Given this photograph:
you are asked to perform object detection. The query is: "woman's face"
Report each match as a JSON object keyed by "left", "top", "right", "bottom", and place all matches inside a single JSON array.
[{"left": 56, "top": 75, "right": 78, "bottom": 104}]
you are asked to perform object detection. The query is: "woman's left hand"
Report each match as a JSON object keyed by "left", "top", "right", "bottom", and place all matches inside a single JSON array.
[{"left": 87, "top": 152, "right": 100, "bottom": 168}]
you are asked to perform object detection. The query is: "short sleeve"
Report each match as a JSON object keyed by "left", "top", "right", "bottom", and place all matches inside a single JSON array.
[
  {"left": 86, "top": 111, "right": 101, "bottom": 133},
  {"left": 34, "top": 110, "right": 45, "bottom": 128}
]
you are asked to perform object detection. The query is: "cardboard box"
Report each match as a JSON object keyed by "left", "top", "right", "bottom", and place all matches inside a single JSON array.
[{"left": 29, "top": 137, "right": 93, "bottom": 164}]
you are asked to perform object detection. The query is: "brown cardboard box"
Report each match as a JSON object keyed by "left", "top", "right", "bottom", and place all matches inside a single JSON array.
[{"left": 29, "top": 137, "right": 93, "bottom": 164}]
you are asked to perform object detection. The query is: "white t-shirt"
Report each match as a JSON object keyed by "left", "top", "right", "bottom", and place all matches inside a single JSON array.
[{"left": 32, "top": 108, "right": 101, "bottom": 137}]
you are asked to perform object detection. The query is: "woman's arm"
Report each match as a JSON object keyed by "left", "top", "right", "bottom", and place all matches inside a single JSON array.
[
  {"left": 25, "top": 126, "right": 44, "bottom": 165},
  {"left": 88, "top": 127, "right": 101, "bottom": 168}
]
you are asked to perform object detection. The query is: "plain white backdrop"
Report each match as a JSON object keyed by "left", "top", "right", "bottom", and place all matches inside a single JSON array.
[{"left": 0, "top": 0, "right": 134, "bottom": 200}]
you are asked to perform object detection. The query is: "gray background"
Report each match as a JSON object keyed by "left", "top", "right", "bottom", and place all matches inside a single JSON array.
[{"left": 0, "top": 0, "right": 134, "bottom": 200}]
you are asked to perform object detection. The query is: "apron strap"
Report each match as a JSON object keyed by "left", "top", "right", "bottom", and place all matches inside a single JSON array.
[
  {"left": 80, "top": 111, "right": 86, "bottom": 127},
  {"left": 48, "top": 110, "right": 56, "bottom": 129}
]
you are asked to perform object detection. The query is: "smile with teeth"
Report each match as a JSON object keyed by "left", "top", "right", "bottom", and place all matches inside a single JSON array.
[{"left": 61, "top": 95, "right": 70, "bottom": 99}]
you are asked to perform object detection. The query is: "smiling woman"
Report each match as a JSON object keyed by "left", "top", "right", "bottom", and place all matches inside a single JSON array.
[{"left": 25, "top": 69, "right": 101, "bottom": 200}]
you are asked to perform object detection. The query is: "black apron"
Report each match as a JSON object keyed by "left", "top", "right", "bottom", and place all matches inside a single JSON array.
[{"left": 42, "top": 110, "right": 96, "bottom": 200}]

The exercise>
Count how many of the lines above contain the string "cardboard" and reply with that number alone.

Exercise result>
2